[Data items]
+ + + +

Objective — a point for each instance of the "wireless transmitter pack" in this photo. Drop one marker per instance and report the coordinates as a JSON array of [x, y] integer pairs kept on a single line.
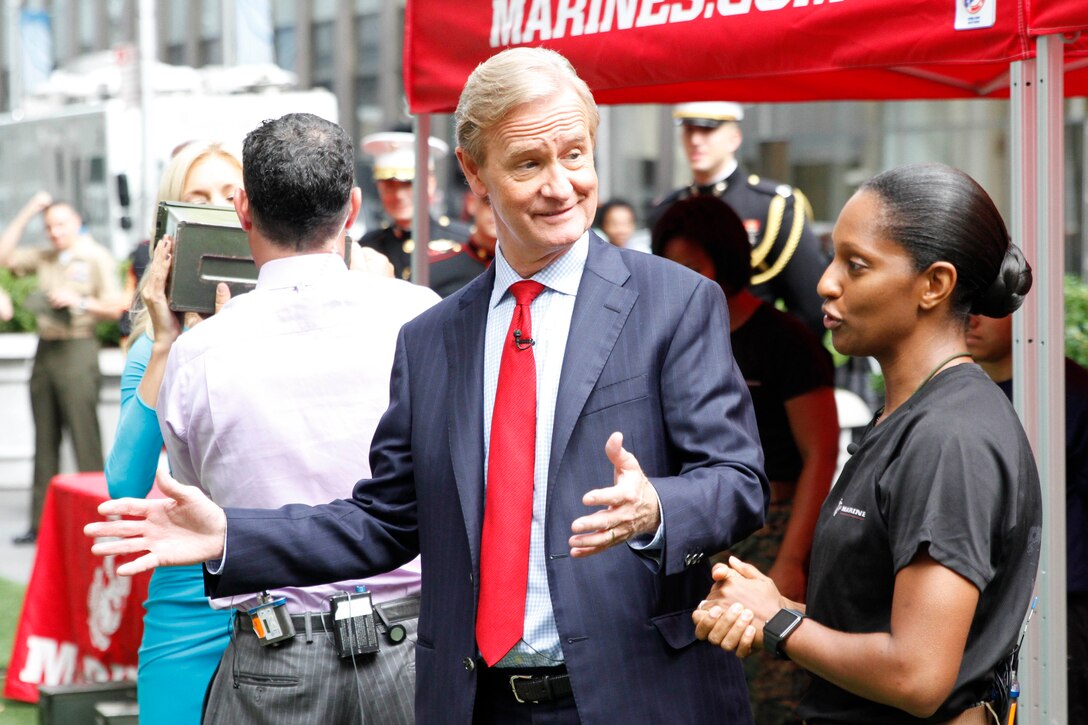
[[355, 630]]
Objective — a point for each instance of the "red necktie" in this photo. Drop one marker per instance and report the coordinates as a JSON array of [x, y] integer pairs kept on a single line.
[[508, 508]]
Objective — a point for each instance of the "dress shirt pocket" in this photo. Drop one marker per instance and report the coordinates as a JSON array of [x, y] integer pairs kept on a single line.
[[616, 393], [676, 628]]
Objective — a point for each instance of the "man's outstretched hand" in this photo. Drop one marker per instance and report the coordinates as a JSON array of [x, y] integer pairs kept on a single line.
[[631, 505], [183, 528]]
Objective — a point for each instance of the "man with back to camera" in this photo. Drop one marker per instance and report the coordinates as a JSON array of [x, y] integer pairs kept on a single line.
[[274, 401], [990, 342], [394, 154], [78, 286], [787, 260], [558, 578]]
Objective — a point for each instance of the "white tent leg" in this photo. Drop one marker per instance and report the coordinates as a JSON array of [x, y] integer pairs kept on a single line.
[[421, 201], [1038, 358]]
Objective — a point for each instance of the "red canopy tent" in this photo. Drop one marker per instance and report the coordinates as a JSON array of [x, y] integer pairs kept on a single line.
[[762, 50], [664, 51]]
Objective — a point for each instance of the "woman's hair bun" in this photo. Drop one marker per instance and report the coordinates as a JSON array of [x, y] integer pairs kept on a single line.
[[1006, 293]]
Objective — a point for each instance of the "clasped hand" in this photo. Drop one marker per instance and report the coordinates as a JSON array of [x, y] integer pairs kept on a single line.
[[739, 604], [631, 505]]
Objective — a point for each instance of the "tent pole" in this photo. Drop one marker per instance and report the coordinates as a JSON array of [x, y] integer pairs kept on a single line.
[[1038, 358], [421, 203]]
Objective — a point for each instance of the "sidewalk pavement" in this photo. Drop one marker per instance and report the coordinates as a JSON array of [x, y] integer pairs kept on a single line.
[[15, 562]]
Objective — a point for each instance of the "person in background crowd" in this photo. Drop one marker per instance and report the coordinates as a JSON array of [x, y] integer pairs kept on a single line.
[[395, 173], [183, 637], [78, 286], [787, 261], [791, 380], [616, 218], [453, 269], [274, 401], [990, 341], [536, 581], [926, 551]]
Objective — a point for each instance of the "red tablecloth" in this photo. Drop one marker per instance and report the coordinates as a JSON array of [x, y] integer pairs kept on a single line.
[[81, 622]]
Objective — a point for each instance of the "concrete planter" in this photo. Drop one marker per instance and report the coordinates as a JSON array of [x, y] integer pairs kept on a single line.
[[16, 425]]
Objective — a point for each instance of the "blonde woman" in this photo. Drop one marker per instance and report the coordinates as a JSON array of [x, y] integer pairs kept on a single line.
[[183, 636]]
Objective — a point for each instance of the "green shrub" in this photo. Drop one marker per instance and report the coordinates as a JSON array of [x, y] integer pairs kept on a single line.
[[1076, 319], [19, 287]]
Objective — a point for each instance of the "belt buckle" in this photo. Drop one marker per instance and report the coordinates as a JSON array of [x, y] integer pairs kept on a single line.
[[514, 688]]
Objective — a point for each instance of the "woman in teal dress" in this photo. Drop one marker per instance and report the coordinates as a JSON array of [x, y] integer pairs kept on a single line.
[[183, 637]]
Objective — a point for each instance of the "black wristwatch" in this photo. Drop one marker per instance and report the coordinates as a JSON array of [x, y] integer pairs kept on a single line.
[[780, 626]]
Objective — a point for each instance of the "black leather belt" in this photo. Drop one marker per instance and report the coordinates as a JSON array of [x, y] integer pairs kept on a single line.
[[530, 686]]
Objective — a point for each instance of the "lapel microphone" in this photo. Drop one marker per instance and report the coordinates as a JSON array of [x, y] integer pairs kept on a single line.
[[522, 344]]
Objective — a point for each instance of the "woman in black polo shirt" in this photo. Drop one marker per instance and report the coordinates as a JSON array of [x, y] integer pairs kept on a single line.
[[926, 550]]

+ + + +

### Goal
Rewrite the lines running from the one containing "in black polo" through the end of the data items, inclusive, as a numbered list, leaving out any blank lines.

### Solution to the exercise
1. Objective — a point for each instance of the "woman in black polo shirt" in this photo. Drop one marker per instance and report the coordinates as a JSON array of [x, y] integer pairs kept on a single line.
2. [[926, 550]]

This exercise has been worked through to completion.